TEXT EXCERPT:
=-=-=

[NN&DL-ch1] Using neural nets to recognize handwritten digits

ch-1 Using neural nets to recognize handwritten digits


  • a type of artificial neuron
  • a device that makes decisions by weighing up evidence

perceptron in higher layer

  • make a decision at a more complex and more abstract level

many-layer network of perceptrons

  • engage in sophisticated decision making


  • real numbers expressing the importance of the respective inputs to the output


  • a measure of how easy it is to get the perceptron to fire

Use perceptrons to compute any logical function

  • NAND gate is universal for computation

Sigmoid neurons


  • DEF: changing the weights and biases over and over to produce better and better output

Problems of Perceptron

  • step function
  • a small change in the weights or bias of any single perceptron in the network can sometimes cause the output of that perceptron to completely flip, say from 0 to 1

sigmoid neuron

  • Input take on values between 0 an 1
  • Output also between 0 and 1 which is $ σ( wx + b ) $

$ σ(z) ≡ \frac { 1 }{ 1 + e ^ {-z } } $ where $ z = wx + b $

$ σ’(z) = σ(z) (1- σ(z) ) $

  • The smoothness of σ means that small changes $Δw_j$ in the weights and $Δb$ in the bias will produce a small change $Δoutput$ in the output from the neuron.

  • $ \Delta output \approx \Sigma _j \frac {\partial output}{ \partial w_j} \Delta w_j + \frac {\partial output}{ \partial b} \Delta b $

The architecture of neural networks

  • input layer, output layer, hidden layer

Feed Forward Neural Networks

  • no loops in the network

Recurrent neural networks

  • feedback loops are possible
  • have neurons which fire for some limited duration of time, before becoming quiescent

A simple network to classify handwritten digits

To recognize individual digits we will use a three-layer neural network

  • Input: 28 by 28 pixel = 784
  • Output: 10 neurons represent for 0 to 9
  • Hidden layer: n = 15 as an example

Output layer: why use 10 numbers rather than 4 bits?

=-=-=

MATERIAL PROVIDED:
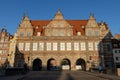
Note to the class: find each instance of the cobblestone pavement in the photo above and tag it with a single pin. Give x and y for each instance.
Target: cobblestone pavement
(58, 75)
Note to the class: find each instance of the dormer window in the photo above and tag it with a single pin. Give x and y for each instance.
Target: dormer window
(78, 33)
(38, 33)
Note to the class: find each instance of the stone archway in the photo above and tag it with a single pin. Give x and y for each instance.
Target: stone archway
(37, 65)
(51, 64)
(80, 64)
(66, 64)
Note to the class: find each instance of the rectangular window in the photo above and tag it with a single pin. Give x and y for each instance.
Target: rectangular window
(55, 46)
(5, 45)
(1, 45)
(27, 46)
(41, 46)
(115, 51)
(62, 46)
(76, 46)
(96, 33)
(83, 47)
(68, 45)
(97, 46)
(48, 46)
(0, 51)
(35, 46)
(38, 33)
(21, 45)
(90, 46)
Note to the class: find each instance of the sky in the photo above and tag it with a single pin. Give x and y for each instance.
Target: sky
(11, 11)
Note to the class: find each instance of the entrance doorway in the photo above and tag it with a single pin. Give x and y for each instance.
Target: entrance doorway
(80, 64)
(66, 64)
(37, 65)
(51, 64)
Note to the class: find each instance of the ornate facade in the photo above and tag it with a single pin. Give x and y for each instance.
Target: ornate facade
(4, 45)
(62, 44)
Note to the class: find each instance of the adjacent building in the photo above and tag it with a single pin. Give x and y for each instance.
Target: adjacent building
(4, 45)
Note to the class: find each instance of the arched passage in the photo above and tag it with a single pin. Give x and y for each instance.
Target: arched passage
(37, 65)
(80, 64)
(66, 64)
(51, 64)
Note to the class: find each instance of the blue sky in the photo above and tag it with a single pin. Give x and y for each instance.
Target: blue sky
(11, 11)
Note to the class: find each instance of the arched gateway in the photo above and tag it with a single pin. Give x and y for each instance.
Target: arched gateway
(51, 64)
(37, 65)
(66, 64)
(80, 64)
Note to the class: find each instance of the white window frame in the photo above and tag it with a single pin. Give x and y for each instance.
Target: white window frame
(27, 46)
(55, 47)
(90, 46)
(68, 46)
(21, 46)
(79, 33)
(41, 46)
(62, 46)
(48, 46)
(38, 33)
(35, 45)
(76, 46)
(97, 46)
(83, 46)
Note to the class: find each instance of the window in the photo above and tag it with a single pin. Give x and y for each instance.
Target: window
(116, 58)
(21, 45)
(115, 51)
(5, 45)
(108, 47)
(48, 46)
(78, 33)
(68, 45)
(96, 33)
(62, 46)
(28, 34)
(38, 33)
(62, 33)
(97, 46)
(27, 46)
(83, 47)
(90, 46)
(0, 51)
(21, 34)
(62, 25)
(89, 33)
(55, 24)
(55, 33)
(34, 46)
(1, 45)
(54, 46)
(2, 39)
(76, 46)
(41, 46)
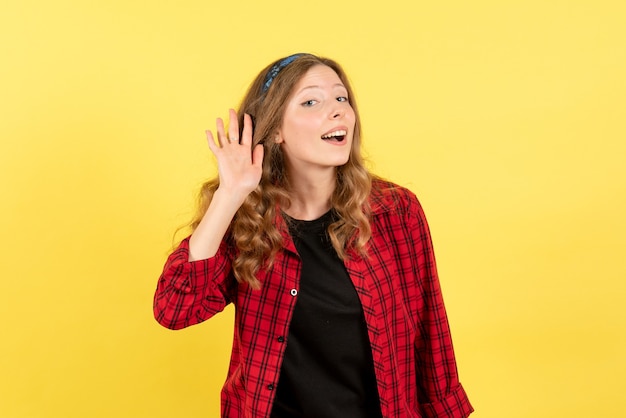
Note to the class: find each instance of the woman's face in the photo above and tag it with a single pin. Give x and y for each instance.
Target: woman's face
(318, 123)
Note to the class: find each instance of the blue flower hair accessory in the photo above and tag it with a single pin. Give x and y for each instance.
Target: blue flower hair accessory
(273, 72)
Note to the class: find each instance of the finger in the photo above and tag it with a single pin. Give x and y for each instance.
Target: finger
(221, 135)
(257, 156)
(233, 126)
(211, 141)
(246, 136)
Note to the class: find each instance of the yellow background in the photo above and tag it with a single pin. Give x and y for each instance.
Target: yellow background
(507, 118)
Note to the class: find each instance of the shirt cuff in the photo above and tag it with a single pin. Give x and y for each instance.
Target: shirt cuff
(455, 405)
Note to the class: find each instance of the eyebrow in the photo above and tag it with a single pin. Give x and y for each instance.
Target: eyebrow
(315, 86)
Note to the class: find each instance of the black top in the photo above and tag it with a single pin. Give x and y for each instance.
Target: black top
(328, 370)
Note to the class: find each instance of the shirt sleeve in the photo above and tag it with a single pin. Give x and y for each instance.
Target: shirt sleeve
(439, 389)
(189, 292)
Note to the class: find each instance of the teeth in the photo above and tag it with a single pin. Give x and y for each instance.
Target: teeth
(335, 133)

=-=-=

TASKS TO CARRY OUT:
1 > In the records, replace "black top" with "dark sweater" in the lines from the line with "Note to the class: find each instance of the shirt cuff" up to and including the last line of the records. Leave everything else unchanged.
2 > Carry on the notes on recognizing handwritten digits with neural nets from the point where they stop.
The records bear no relation to the neural network notes.

PER-TASK ANSWERS:
1 >
Note to the class: find each instance of the shirt cuff in the photo above and tag it with a single pin. Give x and y for each instance.
Target: shirt cuff
(455, 405)
Note to the class: find each instance of the eyebrow in the photo above and tag it with a single pin. Give x and y for each instance.
Target: eyebrow
(315, 86)
Note to the class: find each instance of the dark sweater in the photo above and tag it with a single pin. Give x and y for each instance.
Target: dark sweater
(328, 370)
Note to the class: find each instance of the shirt sleeve in the photo above and tag it with a single pin. Give x and y for each instance.
Target: shirt sleeve
(439, 389)
(189, 292)
Note to the class: find each instance of the teeth in the photo above and tag it with a single pin. Give x and y for each instance.
Target: teeth
(335, 133)

2 >
  • there’s no easy way to relate that most significant bit to simple shapes

?A way to think about Hidden layer

  • weighting up evidence and produce an abstraction

Learning with gradient descent

cost function

  • DEF: $ C( w,b ) ≡ \frac{1}{2n} ∑ ∥y(x) − a ∥^2 $
  • $y(x) = (0, 0, 0, 0, 0, 0, 1, 0, 0, 0)^T$ : Desired output
  • a : Output from network
  • x : input, n: number of inputs, w : weight, b : bias

Aim of our training algorithm

  • minimize the cost C (w, b) as a function of the weights and biases

Why not try to maximize that number?

  • the number of images correctly classified is not a smooth function of the weights and biases

Gradient Descent Algorithm

  • repeatedly compute the gradient ∇C , and then to move in the opposite direction

$ ΔC ≈ \frac { ∂ C }{∂ w_k} Δ w_k + \frac{ ∂ C } {∂ b_l} Δ b_l ≈ ∇C ⋅ Δv.$

choose Δv so as to make ΔC negative

$Δv = −η∇C $

apply to each component

$ w_k → w_k’ = w_k − η \frac{∂ C}{∂w_k }$

$ b_l → b_l’ = b_l − η \frac{∂ C}{∂b_l }$


  • In practical implementations, η is often varied so that it remains a good approximation, but the algorithm is too slow

Stochastic gradient descent

  • used to speed up learning
  • estimate the gradient $ ∇C $ by computing $ ∇C_x $ for a small sample of randomly chosen training inputs

$ w_k → w_k’ = w_k − \frac{η}{m} \Sigma_j\frac{∂ C}{∂w_k }$

$ b_l → b_l’ = b_l − \frac{η}{m}\Sigma_j \frac{∂ C}{∂b_l }$

Toward deep learning

The weights and biases in the network were discovered automatically.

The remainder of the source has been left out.